» **REQUIREMENT**
Once the line containing "the dog's collar" is located, give it again exactly, together with each line that follows it to the end of the entries, and add nothing else.
■ ■ ■ ■ ■
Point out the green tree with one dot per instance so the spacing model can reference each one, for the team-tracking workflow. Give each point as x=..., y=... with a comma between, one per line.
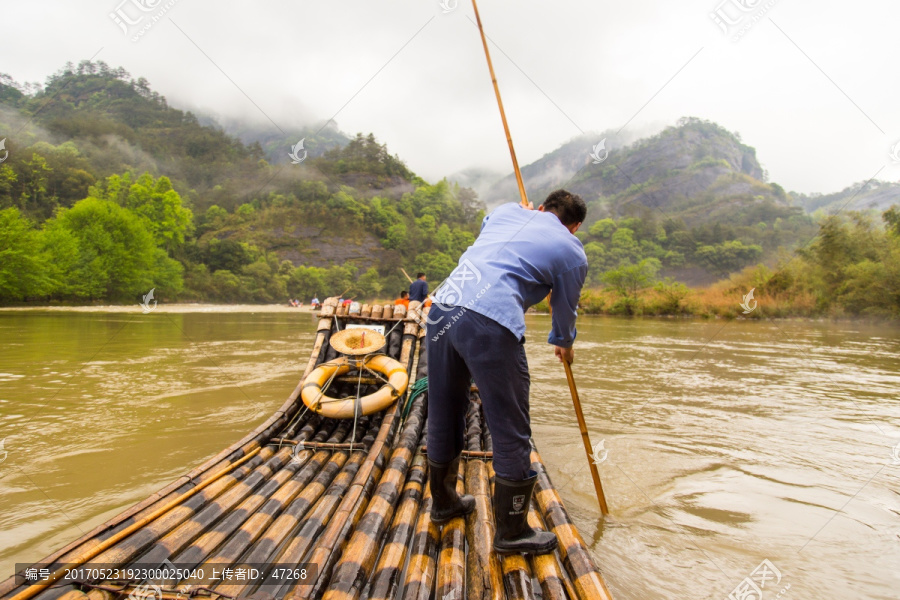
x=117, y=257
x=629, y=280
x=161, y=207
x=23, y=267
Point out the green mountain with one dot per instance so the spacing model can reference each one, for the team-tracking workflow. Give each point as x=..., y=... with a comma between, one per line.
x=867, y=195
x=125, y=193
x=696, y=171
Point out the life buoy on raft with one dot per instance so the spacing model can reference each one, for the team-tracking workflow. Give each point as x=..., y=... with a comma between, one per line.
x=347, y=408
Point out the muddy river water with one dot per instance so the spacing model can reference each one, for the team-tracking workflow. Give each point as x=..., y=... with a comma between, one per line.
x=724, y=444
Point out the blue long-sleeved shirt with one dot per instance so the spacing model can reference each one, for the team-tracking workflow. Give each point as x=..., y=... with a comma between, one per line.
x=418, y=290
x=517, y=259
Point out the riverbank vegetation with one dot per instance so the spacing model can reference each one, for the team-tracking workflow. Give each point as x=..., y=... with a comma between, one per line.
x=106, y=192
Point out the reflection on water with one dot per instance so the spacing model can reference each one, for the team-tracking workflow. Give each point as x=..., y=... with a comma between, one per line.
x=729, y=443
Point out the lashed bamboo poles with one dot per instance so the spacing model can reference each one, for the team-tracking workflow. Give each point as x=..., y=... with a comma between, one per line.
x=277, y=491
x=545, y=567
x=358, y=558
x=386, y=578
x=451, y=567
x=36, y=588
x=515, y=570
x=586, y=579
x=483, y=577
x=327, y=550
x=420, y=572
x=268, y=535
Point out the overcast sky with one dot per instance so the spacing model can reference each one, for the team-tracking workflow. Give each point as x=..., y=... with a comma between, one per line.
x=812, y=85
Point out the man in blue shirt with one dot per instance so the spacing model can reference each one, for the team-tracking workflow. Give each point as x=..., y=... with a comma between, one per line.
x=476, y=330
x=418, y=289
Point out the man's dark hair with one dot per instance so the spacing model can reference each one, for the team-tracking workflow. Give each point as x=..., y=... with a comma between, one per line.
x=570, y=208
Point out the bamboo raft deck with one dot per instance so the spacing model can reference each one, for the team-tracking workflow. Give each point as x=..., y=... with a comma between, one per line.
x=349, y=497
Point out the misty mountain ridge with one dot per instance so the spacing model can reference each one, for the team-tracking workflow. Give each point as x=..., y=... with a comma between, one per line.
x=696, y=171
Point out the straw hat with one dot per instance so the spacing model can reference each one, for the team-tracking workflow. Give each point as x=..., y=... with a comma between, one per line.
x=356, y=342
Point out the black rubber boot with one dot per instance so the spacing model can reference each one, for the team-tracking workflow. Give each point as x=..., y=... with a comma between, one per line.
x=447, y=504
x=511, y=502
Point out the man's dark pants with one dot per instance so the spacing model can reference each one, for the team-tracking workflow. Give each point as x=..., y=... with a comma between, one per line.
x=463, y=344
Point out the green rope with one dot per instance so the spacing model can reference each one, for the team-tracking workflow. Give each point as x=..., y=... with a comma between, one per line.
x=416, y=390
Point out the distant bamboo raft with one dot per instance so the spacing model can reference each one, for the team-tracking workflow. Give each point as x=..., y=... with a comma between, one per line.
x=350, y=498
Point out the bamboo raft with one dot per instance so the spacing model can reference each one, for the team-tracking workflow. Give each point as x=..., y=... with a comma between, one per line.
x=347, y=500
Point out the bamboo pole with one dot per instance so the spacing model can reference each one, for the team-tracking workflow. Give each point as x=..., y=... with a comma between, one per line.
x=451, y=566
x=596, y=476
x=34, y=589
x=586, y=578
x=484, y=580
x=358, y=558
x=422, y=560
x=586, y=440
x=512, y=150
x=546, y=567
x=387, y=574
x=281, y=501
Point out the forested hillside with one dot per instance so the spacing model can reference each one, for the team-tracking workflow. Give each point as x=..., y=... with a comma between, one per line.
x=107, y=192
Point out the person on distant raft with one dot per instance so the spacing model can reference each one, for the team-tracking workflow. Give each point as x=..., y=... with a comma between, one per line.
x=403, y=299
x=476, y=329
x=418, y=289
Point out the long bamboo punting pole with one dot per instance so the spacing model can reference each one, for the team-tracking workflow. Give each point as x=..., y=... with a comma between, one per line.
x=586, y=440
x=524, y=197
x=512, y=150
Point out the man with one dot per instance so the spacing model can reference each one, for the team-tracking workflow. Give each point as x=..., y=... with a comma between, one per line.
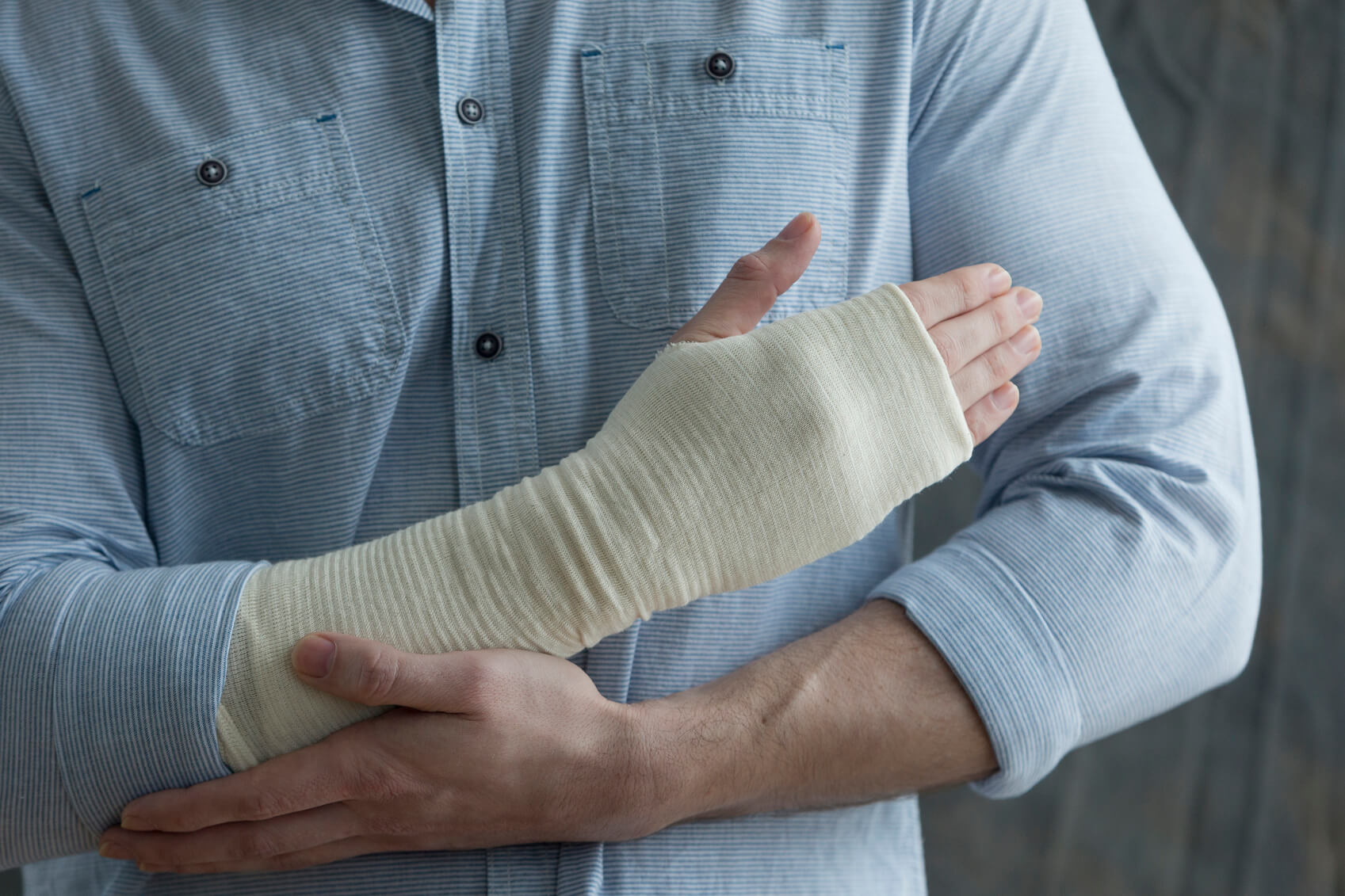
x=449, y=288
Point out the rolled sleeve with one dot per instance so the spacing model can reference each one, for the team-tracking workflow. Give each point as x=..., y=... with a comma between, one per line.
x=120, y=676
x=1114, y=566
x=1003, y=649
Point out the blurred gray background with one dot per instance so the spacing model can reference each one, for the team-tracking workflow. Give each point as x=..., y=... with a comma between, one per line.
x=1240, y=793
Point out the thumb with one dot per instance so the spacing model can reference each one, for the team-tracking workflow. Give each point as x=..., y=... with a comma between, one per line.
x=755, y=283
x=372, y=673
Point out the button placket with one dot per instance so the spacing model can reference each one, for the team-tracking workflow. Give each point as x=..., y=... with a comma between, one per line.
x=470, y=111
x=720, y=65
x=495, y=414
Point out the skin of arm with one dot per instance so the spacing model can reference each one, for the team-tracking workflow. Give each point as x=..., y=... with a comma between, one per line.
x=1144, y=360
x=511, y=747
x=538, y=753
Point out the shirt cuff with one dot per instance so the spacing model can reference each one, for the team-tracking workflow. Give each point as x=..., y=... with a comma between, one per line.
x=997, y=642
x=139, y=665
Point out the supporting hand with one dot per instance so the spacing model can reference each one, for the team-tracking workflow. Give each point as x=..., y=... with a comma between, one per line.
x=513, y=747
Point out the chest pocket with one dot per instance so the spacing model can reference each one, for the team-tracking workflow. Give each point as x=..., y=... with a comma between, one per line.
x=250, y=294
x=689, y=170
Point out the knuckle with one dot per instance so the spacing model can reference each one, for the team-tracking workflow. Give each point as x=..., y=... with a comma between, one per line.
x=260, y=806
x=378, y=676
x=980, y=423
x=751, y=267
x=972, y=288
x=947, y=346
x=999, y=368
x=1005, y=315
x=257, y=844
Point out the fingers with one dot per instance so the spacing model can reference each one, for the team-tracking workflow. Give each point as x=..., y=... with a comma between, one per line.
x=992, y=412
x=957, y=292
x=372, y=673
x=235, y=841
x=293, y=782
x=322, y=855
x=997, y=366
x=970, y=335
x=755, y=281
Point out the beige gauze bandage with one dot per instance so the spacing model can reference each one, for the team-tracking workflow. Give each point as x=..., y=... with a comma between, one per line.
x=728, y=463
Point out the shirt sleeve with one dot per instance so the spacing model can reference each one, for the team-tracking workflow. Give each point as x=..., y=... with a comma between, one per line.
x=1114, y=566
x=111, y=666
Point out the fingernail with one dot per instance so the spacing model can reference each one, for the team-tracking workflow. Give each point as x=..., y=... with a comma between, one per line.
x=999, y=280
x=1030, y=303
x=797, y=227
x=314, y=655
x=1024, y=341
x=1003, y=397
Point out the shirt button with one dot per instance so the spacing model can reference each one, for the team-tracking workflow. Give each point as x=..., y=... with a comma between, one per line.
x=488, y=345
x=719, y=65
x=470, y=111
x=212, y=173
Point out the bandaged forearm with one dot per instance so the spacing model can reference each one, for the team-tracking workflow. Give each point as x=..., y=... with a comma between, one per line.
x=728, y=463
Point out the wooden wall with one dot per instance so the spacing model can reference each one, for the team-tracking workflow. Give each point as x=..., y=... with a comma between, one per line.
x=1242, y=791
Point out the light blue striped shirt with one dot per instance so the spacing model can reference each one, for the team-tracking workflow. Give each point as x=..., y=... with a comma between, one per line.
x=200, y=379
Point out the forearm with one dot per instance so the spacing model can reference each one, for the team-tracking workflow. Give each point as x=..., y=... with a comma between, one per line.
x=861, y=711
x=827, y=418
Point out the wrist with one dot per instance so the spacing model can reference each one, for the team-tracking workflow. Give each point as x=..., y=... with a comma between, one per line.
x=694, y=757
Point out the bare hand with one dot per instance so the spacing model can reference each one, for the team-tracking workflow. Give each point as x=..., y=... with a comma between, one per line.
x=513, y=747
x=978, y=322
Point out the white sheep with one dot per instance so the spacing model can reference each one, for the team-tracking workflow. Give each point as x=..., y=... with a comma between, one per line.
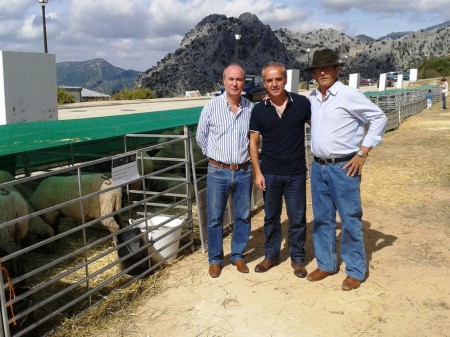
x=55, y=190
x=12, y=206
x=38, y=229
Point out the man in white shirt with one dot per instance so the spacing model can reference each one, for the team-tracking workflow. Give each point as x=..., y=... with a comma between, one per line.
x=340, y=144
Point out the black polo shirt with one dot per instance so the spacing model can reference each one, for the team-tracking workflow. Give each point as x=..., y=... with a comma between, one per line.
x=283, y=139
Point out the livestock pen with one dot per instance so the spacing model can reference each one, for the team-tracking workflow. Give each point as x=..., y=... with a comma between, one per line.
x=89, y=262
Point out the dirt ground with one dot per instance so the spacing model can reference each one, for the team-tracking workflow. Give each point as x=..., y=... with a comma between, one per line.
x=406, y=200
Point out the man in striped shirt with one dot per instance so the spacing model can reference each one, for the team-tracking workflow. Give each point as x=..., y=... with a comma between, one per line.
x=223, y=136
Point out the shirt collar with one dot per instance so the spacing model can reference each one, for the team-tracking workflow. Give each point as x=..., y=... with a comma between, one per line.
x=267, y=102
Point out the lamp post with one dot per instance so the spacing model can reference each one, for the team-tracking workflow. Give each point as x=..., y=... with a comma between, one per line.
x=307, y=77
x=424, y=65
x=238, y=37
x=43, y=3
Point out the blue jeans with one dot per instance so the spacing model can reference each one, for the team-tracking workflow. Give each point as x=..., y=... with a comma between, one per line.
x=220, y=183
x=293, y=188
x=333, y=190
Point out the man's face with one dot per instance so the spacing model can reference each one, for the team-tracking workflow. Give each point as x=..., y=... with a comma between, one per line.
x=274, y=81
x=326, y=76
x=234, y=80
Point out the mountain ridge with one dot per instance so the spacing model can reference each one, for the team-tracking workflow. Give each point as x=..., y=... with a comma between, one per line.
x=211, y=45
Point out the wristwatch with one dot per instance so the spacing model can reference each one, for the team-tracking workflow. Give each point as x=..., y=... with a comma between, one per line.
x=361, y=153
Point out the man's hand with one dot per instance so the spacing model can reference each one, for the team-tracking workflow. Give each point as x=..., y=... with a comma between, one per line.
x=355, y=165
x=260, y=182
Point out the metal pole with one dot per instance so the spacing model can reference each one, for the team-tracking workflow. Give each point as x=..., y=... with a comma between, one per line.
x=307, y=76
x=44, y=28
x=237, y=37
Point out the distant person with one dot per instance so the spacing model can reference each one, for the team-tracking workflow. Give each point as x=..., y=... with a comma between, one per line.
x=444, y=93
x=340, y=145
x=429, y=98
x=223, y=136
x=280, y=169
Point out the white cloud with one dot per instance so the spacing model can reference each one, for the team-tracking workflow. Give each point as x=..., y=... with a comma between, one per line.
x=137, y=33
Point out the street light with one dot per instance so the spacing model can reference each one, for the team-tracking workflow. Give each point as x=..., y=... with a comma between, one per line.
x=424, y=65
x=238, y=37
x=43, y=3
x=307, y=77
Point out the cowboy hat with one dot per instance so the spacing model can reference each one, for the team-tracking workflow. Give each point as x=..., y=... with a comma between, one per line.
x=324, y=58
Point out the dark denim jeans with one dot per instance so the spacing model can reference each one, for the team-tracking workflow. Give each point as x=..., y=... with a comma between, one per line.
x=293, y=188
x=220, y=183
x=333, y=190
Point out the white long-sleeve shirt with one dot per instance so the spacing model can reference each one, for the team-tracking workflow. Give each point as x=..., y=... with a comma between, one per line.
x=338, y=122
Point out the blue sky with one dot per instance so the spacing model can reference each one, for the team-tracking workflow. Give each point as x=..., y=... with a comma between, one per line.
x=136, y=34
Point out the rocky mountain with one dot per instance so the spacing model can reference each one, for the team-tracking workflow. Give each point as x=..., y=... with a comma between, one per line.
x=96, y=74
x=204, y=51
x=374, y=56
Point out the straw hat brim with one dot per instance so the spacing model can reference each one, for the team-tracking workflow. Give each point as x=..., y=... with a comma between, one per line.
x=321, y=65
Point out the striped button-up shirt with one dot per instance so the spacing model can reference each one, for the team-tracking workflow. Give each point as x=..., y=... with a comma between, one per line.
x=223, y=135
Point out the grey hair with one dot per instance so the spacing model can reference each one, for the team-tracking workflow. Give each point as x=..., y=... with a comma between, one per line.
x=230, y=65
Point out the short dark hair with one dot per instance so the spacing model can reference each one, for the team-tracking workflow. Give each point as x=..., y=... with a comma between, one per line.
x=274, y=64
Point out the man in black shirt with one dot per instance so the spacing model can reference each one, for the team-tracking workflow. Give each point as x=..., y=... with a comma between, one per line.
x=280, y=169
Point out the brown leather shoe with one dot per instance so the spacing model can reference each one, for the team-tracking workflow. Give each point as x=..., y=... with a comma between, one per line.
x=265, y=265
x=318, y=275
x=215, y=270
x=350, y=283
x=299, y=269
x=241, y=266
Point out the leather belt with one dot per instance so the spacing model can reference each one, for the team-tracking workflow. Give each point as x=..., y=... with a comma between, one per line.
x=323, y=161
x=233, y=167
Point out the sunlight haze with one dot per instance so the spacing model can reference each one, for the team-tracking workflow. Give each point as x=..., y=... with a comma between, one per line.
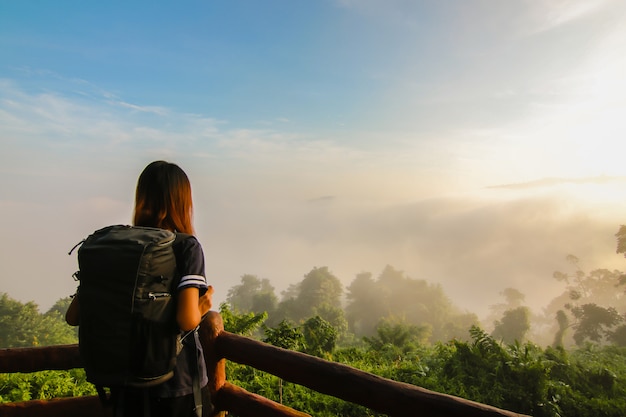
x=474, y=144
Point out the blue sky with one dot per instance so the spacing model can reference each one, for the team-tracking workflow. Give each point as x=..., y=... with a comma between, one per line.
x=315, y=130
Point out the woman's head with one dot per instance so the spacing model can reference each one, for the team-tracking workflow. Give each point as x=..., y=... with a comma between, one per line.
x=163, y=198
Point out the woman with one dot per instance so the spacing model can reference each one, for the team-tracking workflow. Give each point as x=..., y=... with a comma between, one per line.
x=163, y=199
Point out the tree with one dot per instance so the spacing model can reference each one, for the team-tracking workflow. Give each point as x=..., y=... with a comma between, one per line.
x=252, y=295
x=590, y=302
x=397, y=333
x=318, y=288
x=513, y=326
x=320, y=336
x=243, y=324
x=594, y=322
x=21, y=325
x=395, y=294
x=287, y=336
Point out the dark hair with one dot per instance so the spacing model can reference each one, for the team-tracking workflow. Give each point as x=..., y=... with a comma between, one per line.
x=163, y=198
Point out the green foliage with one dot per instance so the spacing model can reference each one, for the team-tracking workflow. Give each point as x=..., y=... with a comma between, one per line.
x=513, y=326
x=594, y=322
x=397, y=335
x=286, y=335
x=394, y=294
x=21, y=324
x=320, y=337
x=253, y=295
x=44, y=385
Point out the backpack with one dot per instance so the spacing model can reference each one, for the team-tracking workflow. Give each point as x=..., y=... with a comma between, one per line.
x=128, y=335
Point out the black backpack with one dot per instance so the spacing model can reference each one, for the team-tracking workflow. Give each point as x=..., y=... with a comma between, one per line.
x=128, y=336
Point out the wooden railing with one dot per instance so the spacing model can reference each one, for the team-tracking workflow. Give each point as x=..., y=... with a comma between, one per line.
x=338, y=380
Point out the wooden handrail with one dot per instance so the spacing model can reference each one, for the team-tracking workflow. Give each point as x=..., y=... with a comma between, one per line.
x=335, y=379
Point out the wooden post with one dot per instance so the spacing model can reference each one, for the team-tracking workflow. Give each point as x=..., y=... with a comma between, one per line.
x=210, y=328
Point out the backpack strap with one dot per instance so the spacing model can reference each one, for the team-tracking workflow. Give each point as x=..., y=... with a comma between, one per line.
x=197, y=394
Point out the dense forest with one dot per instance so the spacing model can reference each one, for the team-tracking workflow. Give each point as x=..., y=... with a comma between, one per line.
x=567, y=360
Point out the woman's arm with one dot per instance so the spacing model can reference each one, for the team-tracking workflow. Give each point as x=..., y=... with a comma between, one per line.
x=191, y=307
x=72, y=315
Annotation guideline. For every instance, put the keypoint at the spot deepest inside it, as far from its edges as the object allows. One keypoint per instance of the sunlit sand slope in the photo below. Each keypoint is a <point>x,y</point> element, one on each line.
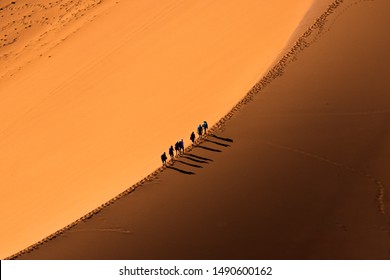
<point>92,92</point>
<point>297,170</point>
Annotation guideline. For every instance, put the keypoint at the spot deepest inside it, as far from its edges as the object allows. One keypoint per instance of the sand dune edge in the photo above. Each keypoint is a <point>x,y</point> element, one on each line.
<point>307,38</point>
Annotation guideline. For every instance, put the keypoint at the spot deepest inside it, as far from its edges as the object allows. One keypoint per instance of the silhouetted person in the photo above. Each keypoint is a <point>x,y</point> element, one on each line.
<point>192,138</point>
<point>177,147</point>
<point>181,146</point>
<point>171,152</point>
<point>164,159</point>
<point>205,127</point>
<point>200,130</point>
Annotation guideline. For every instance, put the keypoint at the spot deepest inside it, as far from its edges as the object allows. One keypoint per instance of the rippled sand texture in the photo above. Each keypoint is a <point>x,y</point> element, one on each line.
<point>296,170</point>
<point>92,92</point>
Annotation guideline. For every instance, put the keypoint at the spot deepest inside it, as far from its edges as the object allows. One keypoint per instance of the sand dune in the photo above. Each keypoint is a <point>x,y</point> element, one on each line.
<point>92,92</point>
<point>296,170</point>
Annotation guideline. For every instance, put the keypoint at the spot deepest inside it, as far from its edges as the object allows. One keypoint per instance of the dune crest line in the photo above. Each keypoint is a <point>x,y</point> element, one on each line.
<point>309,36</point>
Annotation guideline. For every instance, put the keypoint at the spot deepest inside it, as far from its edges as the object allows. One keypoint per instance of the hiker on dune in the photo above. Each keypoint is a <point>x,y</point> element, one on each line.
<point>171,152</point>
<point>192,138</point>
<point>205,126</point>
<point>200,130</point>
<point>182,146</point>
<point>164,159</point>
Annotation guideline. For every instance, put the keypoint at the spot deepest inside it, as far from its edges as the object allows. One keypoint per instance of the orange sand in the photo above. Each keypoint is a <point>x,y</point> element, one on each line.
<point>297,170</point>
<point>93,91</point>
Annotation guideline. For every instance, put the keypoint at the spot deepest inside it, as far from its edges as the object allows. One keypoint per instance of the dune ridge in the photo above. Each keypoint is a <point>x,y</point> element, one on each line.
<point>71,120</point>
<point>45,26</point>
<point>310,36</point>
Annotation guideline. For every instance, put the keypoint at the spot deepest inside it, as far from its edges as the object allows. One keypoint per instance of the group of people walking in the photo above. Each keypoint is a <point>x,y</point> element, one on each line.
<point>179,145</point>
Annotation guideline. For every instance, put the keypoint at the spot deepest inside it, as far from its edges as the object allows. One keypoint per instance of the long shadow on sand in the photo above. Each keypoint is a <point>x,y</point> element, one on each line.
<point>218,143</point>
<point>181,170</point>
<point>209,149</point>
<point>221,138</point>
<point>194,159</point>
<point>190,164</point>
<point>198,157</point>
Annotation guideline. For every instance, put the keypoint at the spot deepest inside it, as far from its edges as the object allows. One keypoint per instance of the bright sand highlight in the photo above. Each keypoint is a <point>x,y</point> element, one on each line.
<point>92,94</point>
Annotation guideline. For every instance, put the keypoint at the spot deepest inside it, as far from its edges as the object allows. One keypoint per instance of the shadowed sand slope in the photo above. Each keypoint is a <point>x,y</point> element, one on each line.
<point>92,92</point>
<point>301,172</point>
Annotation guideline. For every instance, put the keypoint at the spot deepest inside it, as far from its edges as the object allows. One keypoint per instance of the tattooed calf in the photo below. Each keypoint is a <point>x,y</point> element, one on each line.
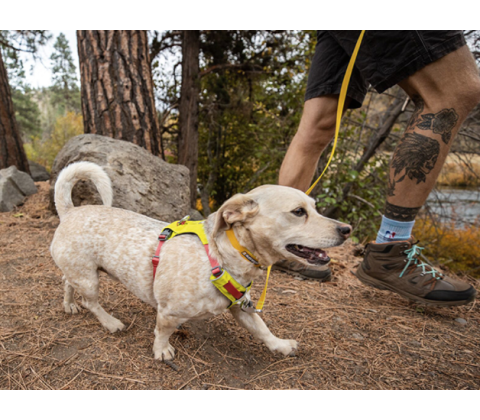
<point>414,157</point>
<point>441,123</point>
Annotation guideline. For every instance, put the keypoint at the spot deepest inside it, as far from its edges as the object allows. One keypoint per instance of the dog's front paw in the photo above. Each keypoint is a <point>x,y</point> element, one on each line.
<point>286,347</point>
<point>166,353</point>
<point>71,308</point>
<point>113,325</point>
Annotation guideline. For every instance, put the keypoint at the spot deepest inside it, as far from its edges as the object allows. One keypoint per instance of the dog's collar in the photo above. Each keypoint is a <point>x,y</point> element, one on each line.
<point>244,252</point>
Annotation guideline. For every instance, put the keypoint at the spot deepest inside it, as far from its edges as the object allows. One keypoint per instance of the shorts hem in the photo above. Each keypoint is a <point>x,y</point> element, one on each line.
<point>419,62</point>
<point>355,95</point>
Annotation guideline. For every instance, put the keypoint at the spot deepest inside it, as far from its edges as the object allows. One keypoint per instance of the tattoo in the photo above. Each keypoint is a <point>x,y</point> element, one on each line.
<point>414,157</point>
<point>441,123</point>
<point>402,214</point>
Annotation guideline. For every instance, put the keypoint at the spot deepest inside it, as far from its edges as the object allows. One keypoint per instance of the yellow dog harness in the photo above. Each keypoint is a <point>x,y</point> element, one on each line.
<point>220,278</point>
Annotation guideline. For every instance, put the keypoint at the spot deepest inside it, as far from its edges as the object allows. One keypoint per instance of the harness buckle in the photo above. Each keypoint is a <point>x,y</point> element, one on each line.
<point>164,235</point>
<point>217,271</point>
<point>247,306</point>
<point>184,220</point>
■ ■ ■ ■ ■
» **OUTPUT FOR THIS TASK**
Annotation guideline. For every instance, put the keypoint at the spot deepest inside it, as far from its edges as the object allows. One keypoint per instance of the dog's collar in the photo above. Each keypoint is a <point>x,y</point> element, one on each line.
<point>244,252</point>
Annotation guideline. For every instance, put the keypoint at the spot deepest inside it, as far from its edges as the object allows. One keypoint per instance of the shorts hem in the photo above. Each keypoint is a <point>x,y</point> element, one on each line.
<point>419,62</point>
<point>355,95</point>
Annotation guideline. For every instance, put the keypoint at the spot deepest inside it, as far from its edges as the object allows. One keypoint per instance of the tattoo in the photo above. Each keypoint is a <point>x,y</point> element, one on each line.
<point>414,157</point>
<point>441,123</point>
<point>402,214</point>
Annotation guideline. For every instance, put the keypoint at the spot deepest inside it, as far from its edges as the object allows. One keypoint per instance of the yellow dog harness in the photo above. Each keypoint is a <point>x,y</point> element, one on each line.
<point>220,278</point>
Annotation guideline. For every instance, put the keypoint at the spot deepest inside it, as far from its edges as the object allows. One keypoint per instance of the harness buckle in the photo above. Each keypoint is a <point>x,y</point> element, one on each line.
<point>164,235</point>
<point>217,271</point>
<point>247,306</point>
<point>184,220</point>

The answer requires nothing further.